**Work item**
All lines in the data bearing the string "grip" should be identified and copied.

====== Provided entries

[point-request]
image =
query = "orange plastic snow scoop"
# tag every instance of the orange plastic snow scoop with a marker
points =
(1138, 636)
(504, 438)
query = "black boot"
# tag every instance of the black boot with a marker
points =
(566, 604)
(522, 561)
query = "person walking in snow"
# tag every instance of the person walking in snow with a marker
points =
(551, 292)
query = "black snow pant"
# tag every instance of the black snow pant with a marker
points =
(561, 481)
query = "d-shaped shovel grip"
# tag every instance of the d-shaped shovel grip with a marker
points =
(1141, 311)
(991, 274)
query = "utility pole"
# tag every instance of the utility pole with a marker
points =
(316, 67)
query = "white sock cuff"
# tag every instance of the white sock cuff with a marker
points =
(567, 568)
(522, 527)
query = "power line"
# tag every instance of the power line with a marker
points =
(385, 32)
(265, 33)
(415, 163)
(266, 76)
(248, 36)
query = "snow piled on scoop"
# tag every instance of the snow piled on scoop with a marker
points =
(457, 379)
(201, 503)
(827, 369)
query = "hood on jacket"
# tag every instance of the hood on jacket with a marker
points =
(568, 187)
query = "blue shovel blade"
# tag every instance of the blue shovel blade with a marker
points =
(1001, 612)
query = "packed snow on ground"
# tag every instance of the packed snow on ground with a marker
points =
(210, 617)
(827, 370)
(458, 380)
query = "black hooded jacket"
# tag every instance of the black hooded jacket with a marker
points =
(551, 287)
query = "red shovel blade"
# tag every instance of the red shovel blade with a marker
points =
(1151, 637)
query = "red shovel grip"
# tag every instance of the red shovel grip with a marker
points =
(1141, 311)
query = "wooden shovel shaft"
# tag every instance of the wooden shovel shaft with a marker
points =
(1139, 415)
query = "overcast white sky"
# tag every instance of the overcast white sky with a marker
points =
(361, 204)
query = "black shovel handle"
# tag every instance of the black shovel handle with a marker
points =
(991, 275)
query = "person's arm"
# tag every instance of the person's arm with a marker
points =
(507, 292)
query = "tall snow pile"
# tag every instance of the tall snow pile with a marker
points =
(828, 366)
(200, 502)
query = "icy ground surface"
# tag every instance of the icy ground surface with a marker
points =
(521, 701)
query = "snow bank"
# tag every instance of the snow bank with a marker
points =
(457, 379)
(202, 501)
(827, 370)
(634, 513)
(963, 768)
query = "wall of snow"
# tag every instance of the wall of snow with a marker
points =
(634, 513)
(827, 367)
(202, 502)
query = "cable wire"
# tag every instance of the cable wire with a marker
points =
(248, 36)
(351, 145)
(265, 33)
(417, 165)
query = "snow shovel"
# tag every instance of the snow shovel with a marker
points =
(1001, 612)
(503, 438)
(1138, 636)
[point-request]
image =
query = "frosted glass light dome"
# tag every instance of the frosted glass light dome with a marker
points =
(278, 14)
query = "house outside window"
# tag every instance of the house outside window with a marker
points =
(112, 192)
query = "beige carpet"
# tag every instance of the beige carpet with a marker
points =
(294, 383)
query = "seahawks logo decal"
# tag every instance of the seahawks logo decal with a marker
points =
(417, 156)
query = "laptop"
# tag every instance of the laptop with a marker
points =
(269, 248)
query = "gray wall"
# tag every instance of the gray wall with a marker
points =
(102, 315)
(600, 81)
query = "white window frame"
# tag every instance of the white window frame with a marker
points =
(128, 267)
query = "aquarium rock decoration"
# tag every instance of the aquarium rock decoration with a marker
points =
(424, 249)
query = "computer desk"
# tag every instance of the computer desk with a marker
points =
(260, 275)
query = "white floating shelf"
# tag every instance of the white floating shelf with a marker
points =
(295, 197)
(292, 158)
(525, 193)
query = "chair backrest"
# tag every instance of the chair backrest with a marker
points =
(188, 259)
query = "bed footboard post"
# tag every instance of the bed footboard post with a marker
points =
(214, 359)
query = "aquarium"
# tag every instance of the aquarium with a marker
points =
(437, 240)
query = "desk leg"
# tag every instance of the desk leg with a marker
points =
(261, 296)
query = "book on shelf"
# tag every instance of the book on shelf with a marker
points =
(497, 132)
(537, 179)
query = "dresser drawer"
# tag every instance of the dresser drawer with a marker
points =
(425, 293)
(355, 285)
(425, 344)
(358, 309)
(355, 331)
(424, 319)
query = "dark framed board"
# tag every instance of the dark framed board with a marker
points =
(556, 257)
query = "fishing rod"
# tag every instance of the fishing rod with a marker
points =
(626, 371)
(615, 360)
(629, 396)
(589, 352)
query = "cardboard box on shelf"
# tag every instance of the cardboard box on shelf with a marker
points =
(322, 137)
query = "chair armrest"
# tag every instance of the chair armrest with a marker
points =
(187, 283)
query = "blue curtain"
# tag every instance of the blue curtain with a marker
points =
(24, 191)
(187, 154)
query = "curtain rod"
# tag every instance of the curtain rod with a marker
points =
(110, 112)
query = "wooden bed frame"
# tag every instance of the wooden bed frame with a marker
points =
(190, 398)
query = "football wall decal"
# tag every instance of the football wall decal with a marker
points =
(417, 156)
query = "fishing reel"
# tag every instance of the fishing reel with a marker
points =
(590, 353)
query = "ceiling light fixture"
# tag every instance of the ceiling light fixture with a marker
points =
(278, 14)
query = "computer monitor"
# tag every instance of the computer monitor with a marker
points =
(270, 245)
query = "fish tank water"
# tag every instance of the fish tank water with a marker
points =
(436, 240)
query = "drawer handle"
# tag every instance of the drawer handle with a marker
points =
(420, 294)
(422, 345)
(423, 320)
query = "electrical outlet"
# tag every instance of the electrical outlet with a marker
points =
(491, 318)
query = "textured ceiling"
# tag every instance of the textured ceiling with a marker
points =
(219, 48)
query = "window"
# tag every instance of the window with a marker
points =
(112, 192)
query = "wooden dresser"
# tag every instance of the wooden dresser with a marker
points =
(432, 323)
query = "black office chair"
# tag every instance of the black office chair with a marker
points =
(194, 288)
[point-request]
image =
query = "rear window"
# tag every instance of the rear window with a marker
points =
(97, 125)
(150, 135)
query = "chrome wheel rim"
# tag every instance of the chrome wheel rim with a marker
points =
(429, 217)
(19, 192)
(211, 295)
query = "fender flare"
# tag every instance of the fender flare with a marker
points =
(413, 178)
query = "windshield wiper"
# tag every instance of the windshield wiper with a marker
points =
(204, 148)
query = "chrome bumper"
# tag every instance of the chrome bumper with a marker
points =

============

**Exercise answer**
query = "d-shaped shovel grip"
# tag every instance of the d-shaped shovel grip with a marker
query = "red shovel grip"
# tag every instance of the red shovel grip with a marker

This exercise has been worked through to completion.